EXERCISE INSTRUCTIONS: Among the entries, which lines carry the string "person"? Copy each of them.

--------------------------------

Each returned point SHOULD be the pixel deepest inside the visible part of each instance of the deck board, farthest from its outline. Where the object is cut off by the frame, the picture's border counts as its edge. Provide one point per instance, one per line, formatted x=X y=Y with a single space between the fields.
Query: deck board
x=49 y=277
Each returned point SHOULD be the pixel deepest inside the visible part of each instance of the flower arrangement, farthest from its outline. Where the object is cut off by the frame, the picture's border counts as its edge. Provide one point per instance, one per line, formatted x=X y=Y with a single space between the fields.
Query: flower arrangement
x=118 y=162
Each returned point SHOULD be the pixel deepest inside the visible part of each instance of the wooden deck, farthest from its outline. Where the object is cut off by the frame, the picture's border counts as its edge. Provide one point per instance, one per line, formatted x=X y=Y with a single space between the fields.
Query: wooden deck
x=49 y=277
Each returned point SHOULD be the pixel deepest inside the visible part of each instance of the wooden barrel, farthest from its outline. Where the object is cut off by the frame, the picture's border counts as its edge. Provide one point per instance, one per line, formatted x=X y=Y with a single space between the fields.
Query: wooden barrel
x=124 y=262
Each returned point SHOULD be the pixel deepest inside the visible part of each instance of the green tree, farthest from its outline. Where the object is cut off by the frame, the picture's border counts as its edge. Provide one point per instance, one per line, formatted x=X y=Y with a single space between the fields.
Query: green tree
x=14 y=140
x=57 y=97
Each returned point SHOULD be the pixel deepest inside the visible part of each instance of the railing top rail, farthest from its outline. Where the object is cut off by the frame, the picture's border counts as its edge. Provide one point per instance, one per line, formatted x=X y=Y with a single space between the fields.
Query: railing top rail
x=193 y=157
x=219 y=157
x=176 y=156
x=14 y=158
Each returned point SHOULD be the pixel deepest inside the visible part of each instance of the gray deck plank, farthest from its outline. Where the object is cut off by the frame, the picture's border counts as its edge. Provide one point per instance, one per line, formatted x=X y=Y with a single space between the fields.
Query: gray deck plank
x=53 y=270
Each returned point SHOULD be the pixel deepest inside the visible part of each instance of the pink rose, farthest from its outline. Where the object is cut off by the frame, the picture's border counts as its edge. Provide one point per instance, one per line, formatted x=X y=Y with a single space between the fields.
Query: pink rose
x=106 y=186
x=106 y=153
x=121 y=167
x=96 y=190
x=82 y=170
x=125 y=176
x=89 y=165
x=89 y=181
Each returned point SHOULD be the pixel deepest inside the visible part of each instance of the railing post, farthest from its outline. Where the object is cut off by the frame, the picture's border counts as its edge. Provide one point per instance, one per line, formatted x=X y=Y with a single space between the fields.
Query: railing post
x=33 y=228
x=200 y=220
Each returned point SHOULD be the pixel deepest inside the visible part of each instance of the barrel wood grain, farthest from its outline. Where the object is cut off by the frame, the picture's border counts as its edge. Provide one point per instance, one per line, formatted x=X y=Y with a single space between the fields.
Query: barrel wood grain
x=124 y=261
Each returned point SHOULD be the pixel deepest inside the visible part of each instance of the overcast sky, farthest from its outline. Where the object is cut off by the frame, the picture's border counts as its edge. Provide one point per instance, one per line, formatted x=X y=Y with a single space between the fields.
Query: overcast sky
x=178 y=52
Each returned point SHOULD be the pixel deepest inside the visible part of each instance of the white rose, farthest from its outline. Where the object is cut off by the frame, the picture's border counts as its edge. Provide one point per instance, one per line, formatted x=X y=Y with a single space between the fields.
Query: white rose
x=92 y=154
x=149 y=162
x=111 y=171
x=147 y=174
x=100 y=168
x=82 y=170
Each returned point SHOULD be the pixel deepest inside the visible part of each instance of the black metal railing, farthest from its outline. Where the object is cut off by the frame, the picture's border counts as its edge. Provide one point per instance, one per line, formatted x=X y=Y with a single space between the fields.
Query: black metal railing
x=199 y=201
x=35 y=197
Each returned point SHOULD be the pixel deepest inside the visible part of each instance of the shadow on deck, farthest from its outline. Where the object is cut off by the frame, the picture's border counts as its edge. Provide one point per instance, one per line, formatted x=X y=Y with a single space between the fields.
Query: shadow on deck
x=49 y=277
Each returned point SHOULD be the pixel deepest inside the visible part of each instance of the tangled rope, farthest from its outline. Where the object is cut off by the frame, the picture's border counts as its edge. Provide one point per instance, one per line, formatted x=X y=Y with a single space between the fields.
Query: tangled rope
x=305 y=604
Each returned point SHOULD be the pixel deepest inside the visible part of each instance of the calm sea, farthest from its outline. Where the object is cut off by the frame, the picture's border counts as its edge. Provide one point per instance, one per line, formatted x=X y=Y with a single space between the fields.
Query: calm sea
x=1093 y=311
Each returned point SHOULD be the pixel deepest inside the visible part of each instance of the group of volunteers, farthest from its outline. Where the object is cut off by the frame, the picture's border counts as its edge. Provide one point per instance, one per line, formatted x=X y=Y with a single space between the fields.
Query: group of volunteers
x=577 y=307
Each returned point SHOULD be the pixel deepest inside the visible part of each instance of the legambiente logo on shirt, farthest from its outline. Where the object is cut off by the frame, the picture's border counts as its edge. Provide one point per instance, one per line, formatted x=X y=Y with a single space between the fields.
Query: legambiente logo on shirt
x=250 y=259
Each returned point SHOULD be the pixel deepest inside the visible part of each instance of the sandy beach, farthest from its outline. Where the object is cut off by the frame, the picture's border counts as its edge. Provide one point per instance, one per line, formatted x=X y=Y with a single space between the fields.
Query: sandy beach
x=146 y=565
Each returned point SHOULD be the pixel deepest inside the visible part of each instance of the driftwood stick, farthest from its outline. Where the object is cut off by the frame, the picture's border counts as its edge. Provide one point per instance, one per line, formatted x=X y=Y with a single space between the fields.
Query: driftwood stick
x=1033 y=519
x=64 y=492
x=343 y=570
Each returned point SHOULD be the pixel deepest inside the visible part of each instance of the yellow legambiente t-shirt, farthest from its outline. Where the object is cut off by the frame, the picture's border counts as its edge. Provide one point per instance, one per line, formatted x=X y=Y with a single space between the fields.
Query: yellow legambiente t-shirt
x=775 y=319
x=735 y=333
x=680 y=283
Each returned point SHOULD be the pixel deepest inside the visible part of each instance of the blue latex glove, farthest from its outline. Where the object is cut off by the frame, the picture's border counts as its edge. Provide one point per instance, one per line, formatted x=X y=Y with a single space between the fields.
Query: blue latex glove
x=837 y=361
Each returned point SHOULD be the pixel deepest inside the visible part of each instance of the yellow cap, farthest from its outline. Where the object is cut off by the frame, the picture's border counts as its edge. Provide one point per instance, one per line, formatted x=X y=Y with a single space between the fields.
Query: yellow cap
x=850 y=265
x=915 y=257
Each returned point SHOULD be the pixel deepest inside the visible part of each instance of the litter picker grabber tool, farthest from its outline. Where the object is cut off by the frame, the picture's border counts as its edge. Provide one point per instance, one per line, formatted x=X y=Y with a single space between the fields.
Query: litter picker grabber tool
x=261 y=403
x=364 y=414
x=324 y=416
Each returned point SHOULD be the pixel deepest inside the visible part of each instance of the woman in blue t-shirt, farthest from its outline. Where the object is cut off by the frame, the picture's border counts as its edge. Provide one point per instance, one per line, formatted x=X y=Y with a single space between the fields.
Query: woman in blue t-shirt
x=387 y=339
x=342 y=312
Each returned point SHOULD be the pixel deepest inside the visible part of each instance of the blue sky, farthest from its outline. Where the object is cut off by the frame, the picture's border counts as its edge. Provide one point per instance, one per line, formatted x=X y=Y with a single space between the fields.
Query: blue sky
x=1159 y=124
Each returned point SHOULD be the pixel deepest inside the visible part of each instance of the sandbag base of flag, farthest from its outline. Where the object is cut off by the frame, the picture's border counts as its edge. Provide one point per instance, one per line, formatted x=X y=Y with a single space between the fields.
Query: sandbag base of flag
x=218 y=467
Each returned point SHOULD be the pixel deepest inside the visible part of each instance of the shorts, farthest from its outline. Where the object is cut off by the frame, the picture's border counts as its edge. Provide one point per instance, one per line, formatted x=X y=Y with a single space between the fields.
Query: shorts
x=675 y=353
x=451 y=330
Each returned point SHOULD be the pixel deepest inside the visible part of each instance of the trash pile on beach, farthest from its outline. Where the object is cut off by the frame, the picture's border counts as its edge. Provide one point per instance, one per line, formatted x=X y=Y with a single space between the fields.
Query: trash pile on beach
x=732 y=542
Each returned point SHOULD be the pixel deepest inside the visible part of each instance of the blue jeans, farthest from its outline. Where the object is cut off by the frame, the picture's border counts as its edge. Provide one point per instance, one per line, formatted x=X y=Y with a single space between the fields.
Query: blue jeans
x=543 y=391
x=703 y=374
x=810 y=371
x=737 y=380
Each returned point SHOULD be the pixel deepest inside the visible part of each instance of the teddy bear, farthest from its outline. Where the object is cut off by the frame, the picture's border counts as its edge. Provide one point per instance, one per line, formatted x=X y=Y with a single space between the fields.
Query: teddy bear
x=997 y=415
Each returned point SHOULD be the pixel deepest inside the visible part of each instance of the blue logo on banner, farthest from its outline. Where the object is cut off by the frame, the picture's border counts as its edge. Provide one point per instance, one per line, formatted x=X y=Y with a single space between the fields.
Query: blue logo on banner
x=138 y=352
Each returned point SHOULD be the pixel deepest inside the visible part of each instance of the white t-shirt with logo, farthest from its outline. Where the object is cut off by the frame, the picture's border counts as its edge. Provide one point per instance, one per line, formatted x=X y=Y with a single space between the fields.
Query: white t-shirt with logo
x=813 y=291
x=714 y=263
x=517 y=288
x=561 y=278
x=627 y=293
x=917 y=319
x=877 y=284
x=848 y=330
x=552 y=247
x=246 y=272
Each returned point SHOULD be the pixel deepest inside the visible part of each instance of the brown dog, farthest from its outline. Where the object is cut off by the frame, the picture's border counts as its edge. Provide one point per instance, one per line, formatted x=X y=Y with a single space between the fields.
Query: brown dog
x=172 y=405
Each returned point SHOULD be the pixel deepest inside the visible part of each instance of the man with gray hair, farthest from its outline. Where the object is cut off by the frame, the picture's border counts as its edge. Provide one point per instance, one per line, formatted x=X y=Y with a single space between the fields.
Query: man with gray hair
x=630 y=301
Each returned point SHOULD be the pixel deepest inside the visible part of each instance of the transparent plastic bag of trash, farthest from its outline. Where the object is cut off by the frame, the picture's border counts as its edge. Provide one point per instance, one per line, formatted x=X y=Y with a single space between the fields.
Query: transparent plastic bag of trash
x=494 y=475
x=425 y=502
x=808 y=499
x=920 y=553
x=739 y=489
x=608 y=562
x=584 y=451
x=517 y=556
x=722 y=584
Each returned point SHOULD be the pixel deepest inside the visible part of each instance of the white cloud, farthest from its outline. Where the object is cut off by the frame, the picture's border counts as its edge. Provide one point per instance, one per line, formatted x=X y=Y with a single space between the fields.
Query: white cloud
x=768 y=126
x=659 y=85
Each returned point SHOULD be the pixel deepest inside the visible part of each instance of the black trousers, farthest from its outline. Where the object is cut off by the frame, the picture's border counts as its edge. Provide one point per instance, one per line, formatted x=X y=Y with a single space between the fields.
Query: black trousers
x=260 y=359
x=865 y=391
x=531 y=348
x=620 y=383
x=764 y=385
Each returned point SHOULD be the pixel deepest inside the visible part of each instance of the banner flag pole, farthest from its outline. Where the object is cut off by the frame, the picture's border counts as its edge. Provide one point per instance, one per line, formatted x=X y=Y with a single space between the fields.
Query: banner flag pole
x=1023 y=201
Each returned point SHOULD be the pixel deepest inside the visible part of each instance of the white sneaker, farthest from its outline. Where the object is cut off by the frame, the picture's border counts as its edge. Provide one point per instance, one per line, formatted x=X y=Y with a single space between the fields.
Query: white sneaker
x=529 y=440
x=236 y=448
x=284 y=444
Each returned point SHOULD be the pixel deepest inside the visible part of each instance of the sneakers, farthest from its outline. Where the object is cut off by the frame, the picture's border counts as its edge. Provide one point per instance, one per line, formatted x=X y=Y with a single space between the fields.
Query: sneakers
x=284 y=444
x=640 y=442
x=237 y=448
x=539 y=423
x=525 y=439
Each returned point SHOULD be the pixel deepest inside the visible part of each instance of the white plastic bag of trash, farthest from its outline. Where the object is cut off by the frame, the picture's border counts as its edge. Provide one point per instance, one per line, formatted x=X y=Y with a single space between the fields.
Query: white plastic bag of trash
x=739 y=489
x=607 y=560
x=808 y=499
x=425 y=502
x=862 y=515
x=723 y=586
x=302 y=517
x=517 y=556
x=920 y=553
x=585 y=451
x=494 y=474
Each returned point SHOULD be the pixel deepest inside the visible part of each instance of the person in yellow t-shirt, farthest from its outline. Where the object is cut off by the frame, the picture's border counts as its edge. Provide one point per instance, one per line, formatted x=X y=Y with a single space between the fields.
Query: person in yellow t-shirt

--------------------------------

ANSWER AREA:
Each returned point SHOULD be the pixel deepest inside the visible part of each instance of the person in yellow t-shirt, farthest from its outline. Where the object is cut off by the frame, the picture's border counts as its edge. Provide one point per instance, one per line, formatted x=X y=Y with a single space between the fields.
Query: person in yellow t-shirt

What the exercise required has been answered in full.